Aim: List every line in the entries below that contains the word "dark". Case counts, so match only that exact capitalization.

[Source data]
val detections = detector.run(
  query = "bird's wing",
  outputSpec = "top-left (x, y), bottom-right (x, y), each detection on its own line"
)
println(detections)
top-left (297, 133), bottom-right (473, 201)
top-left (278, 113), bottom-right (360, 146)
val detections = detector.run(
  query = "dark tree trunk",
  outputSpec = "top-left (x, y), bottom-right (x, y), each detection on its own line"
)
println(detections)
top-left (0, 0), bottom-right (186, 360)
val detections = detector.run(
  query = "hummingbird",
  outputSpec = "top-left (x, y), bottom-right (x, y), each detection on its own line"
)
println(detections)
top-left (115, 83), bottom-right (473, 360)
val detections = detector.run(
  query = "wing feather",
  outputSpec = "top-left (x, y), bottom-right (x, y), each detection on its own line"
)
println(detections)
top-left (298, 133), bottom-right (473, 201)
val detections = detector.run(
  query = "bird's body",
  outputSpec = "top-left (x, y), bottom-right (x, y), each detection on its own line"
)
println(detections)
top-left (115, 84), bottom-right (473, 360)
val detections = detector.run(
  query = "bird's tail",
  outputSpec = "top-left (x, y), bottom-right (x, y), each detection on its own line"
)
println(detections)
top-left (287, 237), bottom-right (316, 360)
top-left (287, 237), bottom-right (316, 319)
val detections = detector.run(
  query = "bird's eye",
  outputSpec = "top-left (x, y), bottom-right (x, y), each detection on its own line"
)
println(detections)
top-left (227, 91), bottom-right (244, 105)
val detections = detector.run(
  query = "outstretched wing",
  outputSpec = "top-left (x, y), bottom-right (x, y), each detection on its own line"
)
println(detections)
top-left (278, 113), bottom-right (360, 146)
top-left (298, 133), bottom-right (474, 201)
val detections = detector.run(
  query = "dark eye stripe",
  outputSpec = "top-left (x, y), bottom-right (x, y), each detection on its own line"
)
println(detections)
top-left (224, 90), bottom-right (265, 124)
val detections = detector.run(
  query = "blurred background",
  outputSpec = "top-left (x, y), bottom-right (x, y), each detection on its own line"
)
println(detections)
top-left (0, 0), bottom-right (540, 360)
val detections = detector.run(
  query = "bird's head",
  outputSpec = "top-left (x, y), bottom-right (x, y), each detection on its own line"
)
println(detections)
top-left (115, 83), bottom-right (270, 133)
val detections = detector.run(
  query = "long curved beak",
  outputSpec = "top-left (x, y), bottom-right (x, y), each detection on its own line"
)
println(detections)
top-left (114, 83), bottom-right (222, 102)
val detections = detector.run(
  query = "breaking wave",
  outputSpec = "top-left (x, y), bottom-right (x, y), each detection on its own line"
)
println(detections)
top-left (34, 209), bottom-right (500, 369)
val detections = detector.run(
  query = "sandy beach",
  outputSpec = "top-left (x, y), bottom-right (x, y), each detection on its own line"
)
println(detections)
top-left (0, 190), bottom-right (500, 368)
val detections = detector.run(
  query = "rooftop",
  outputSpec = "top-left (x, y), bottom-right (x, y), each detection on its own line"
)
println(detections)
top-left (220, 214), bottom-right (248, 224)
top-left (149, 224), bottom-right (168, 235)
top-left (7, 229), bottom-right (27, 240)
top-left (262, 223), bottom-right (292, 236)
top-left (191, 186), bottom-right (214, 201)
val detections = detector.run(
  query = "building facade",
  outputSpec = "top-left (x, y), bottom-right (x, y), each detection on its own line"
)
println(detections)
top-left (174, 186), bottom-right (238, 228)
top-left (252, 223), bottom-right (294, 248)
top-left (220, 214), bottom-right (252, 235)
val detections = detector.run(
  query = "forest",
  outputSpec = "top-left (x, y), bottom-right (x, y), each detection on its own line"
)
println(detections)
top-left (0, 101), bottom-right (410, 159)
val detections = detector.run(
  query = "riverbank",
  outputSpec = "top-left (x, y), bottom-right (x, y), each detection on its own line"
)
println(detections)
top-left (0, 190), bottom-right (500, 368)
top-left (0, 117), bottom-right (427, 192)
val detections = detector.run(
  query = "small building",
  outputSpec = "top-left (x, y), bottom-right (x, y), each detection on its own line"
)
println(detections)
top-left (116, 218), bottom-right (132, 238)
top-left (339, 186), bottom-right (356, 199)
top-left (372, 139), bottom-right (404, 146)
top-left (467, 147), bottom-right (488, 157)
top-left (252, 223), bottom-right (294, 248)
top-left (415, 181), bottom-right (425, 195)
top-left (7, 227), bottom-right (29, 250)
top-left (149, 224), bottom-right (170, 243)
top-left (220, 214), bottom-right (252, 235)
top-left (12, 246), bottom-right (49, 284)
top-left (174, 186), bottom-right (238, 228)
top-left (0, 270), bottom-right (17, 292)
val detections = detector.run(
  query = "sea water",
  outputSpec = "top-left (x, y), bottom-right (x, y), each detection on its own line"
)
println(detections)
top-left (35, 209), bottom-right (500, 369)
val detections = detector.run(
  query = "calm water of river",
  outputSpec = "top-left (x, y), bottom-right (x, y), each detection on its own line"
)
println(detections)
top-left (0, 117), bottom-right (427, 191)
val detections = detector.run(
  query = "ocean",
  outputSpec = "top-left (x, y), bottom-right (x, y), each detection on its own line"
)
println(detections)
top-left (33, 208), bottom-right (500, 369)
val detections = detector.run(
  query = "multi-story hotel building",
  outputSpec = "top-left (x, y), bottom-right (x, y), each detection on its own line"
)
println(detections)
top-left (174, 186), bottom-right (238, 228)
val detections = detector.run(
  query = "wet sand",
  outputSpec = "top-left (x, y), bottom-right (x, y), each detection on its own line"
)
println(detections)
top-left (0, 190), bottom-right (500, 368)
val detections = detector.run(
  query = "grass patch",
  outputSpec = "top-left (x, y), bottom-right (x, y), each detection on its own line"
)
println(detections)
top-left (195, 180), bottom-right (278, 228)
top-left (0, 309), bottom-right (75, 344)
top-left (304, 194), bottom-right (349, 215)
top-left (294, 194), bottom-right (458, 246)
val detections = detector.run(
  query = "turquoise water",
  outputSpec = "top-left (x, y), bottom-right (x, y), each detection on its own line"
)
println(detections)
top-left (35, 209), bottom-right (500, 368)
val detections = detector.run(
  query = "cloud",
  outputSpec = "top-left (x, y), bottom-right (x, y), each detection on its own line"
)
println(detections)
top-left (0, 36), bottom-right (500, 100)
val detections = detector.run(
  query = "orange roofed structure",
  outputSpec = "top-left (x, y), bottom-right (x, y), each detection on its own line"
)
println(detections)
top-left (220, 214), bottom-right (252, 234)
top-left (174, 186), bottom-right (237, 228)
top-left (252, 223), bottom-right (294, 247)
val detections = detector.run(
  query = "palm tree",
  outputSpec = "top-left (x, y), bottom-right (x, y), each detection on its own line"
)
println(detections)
---
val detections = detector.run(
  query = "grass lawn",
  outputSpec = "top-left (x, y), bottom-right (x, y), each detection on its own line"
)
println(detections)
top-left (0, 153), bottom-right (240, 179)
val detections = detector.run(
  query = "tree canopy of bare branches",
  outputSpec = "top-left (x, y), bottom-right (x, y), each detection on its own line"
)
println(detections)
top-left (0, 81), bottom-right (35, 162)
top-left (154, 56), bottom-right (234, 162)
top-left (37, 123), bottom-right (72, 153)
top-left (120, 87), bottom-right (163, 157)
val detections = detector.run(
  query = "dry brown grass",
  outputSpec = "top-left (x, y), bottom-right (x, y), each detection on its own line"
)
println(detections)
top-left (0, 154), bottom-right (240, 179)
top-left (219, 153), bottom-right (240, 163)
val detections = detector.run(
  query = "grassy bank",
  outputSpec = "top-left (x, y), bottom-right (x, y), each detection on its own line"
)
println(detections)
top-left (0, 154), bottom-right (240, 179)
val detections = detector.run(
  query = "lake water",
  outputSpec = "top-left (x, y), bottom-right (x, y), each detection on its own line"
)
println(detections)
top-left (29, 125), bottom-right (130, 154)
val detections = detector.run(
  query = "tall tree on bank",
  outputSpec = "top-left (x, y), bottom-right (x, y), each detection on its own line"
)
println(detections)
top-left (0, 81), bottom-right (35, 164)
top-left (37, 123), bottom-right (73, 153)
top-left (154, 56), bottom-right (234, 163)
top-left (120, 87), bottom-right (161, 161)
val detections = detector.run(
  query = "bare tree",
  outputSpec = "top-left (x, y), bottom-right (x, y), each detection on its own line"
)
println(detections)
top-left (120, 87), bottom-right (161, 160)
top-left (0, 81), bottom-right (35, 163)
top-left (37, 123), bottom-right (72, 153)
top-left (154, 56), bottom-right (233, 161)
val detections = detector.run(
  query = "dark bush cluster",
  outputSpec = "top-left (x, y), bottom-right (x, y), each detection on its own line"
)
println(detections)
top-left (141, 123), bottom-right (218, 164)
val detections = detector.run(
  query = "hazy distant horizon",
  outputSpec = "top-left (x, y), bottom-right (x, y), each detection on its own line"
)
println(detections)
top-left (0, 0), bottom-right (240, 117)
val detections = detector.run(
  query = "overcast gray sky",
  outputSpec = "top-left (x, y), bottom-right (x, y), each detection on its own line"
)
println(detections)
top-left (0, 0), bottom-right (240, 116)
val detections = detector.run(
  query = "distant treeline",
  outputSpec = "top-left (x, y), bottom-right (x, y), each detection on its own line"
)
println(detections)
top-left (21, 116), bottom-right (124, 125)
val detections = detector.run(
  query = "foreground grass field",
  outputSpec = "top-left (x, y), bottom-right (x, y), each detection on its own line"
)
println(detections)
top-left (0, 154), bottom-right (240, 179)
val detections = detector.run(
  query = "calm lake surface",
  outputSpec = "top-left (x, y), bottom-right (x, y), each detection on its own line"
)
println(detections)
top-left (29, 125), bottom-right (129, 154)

Reply:
  query = "dark tree trunk",
  query = "dark eye stripe",
  query = "dark bush cluster",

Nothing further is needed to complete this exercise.